### MATERIAL PROVIDED

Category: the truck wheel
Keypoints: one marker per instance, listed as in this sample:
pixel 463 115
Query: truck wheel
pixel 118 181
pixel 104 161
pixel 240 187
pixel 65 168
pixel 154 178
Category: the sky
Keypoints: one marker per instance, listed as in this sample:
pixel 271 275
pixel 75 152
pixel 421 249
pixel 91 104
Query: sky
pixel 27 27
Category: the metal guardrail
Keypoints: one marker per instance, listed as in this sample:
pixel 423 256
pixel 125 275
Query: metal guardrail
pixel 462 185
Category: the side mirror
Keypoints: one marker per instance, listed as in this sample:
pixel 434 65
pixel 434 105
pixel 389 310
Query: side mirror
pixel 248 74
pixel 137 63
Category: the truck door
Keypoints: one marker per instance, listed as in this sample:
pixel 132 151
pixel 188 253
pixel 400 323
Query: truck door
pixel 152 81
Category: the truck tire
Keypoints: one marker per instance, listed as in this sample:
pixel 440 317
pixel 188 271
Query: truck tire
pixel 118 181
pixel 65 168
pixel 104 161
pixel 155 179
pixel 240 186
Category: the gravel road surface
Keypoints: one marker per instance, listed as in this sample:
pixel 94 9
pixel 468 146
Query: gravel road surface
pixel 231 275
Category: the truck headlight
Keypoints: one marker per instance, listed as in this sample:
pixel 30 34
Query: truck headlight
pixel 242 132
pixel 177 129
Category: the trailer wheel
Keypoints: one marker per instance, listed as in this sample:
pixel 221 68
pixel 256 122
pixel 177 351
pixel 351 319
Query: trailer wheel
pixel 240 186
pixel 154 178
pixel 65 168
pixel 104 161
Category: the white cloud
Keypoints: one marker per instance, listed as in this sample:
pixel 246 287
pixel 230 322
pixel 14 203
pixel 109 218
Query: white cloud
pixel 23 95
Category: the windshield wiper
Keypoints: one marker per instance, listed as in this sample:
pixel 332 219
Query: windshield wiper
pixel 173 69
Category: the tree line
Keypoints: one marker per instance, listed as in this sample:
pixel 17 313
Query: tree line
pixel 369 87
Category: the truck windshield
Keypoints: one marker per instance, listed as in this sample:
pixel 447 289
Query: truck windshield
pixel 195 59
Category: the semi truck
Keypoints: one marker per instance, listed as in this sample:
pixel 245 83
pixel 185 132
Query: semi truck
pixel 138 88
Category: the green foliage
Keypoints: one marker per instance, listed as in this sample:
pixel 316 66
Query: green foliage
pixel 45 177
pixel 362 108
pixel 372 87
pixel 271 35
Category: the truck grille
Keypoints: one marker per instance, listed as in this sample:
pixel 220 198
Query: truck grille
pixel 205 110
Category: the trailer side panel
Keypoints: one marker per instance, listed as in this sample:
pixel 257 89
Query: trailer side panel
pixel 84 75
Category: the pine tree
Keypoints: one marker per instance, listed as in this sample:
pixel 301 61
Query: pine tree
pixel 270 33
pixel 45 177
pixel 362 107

--

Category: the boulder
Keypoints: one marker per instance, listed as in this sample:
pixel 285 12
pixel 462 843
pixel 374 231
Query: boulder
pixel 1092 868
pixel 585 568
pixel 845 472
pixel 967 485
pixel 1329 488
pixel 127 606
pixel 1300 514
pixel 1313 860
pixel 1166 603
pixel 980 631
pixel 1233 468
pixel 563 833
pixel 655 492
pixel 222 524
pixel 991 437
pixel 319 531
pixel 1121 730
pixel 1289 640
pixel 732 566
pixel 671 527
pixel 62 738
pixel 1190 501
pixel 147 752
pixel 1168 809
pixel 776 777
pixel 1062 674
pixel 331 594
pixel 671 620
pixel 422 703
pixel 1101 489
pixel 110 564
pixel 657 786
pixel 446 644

### AIM
Reproduce the records above verbatim, beginning at the line that contains "Category: the pine tree" and stopping after the line that contains "pixel 362 107".

### CORRECT RESULT
Category: the pine tree
Keypoints: one marker per instance, listed as in this sample:
pixel 301 61
Query: pine tree
pixel 270 33
pixel 45 177
pixel 362 107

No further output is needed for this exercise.